**Instructions for the task**.
Everything from the line that contains "344 152 L 217" to the end of the listing below, both ends included, is to be transcribed word for word, and nothing else.

**Extracted records**.
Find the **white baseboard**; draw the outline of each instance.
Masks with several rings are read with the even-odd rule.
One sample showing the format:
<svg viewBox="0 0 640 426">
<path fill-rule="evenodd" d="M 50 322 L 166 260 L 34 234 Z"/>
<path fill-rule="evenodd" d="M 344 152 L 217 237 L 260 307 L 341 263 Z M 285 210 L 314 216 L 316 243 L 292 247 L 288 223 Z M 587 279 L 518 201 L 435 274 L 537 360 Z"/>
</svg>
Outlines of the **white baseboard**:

**Task result**.
<path fill-rule="evenodd" d="M 344 152 L 217 237 L 260 307 L 341 263 Z M 285 210 L 314 216 L 316 243 L 292 247 L 288 223 Z M 587 279 L 518 201 L 435 274 L 537 360 Z"/>
</svg>
Outlines of the **white baseboard**:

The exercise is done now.